[Data records Boundary: Start]

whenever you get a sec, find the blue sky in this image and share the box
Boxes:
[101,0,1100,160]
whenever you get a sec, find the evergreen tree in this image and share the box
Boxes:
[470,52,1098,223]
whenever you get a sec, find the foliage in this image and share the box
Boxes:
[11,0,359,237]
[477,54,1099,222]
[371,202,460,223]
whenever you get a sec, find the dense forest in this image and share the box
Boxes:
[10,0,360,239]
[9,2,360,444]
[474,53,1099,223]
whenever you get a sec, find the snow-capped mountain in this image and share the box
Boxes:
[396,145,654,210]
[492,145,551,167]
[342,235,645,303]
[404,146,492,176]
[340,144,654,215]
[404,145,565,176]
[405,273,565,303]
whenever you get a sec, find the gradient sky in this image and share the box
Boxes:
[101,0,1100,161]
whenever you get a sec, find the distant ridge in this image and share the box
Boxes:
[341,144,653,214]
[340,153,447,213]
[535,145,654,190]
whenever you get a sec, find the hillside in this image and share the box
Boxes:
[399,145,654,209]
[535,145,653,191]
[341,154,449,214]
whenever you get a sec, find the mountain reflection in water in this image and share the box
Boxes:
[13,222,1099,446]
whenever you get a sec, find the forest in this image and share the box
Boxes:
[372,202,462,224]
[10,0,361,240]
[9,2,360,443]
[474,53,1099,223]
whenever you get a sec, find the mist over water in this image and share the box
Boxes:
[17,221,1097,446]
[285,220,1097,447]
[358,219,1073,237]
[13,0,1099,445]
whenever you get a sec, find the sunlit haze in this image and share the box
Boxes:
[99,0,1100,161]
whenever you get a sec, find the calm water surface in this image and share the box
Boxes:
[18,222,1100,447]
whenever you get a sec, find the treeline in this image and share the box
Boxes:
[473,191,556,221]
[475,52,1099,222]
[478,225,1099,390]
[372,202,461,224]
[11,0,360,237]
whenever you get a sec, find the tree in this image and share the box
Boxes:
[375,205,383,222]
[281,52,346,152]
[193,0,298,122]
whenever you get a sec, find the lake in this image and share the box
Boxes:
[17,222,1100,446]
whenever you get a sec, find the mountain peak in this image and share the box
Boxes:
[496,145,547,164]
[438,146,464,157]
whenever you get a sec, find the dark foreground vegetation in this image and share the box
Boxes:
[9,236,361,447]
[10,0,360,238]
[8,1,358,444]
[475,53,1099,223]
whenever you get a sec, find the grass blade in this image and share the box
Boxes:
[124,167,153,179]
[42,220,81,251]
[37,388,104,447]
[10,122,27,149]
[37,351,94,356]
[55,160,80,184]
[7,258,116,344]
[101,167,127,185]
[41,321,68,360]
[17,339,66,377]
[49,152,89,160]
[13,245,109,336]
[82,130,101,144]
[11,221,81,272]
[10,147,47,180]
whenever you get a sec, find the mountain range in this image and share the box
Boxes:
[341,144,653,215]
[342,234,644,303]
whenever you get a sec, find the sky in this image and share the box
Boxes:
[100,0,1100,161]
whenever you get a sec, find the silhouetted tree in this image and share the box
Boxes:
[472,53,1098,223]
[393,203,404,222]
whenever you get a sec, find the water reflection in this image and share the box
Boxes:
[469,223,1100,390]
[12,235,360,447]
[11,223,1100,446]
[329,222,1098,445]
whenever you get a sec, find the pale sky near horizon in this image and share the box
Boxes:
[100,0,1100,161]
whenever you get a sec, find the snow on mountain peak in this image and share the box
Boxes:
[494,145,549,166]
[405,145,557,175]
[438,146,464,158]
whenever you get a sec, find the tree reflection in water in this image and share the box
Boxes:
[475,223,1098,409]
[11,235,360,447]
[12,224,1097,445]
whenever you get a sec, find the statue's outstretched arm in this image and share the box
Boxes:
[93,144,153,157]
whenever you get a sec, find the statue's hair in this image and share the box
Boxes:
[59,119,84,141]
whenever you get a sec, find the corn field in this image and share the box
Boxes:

[Data records Boundary: End]

## [What the task asks]
What is needed is a word-for-word restatement of all the data.

## [Completed exercise]
whenever you get a sec, find the blue sky in this image and share the box
Boxes:
[101,0,1100,160]
whenever you get a sec, find the evergreen tree in this image and share the box
Boxes:
[470,52,1098,223]
whenever you get a sec, find the foliage in this image and share the box
Boxes:
[11,0,359,237]
[477,54,1099,222]
[371,202,460,223]
whenever you get a sec, find the dense forest in this image and share the box
Boxes:
[10,0,360,239]
[9,2,360,444]
[474,53,1099,223]
whenever you get a sec, find the snow-capped mountain in this image and share the box
Boxes:
[396,145,654,210]
[492,145,551,167]
[342,235,645,303]
[404,146,492,176]
[340,144,654,215]
[404,145,565,176]
[405,273,565,303]
whenever you get a sec, find the gradient sky in this image and share the box
Boxes:
[101,0,1100,161]
whenever you get a sec, find the distant ridge in this image and share the box
Boxes:
[341,144,653,214]
[340,153,447,213]
[535,145,654,190]
whenever you get a sec, find the hillside in this image and share the box
Boxes:
[399,145,654,209]
[535,145,653,191]
[341,154,449,214]
whenever you get a sec, find the mountain reflection in water in this image and share the box
Boxes:
[13,222,1099,446]
whenever you get a sec, find the forest in this image and share the box
Boxes:
[372,202,462,224]
[10,0,361,240]
[9,2,360,443]
[474,53,1099,223]
whenever you get a sec, find the mist over water in this image and share the box
Boxes:
[17,221,1097,446]
[285,220,1097,447]
[358,219,1073,237]
[13,0,1099,445]
whenever you get a sec, find the sunlit haze in this image and share the box
Boxes:
[99,0,1100,161]
whenever you get a sec, find the calm water surface in this image and share the box
Boxes:
[18,222,1100,447]
whenever you get a sec, find the treeline in this image and share the box
Boxes:
[473,191,556,221]
[475,52,1099,222]
[478,225,1099,390]
[372,202,461,224]
[11,0,360,237]
whenever you get a sec, find the tree in this image and share the box
Boxes:
[375,205,383,222]
[281,52,346,152]
[193,0,298,122]
whenever you get a sec, find the lake in this image and share the box
Boxes:
[17,222,1100,446]
whenever you get a sec, find the mountain peak in this image and share the box
Boxes:
[496,145,547,164]
[438,146,464,157]
whenever you get a sec, find the dark foreground vegetation in this image and share the box
Boxes:
[9,236,361,447]
[10,0,360,238]
[8,1,358,444]
[475,53,1099,223]
whenever you get a sec, find the grass blade in this image and share the box
Boxes:
[124,167,153,179]
[42,220,81,251]
[37,388,104,447]
[10,122,27,149]
[37,351,94,356]
[55,160,80,184]
[7,258,116,344]
[101,167,127,185]
[41,321,68,360]
[17,339,66,377]
[49,152,89,160]
[13,245,109,336]
[82,130,101,144]
[11,221,81,272]
[10,147,47,180]
whenever you get a sec, find the mountain range in this image and share the box
Boxes:
[341,144,653,215]
[342,234,644,303]
whenever you get a sec, find the sky in this image and share the box
Boxes:
[100,0,1100,161]
whenever you get a sec, find the silhouetted tree in this image and share the box
Boxes:
[472,53,1098,223]
[393,203,404,222]
whenever you get a sec, find the water reflection in this image and share the box
Boxes:
[469,223,1100,390]
[12,235,360,447]
[11,223,1100,446]
[329,222,1098,445]
whenever you get a sec, find the pale sky near horizon in this image and share the box
Boxes:
[100,0,1100,161]
whenever you get a sec, find the snow on mountain peak in this image and share the box
Boxes:
[494,145,549,166]
[405,145,557,175]
[438,146,464,158]
whenever you get a sec, find the tree reflection in water in this image and share the box
Boxes:
[475,223,1098,409]
[11,235,360,447]
[12,224,1097,445]
whenever you get a sec, find the statue's outstretched arm in this image and share the box
Boxes:
[93,144,153,157]
whenever you get a sec, find the statue's hair in this image and share the box
Boxes:
[59,119,84,141]
whenever you get a sec, find the corn field in this image and share the box
Boxes:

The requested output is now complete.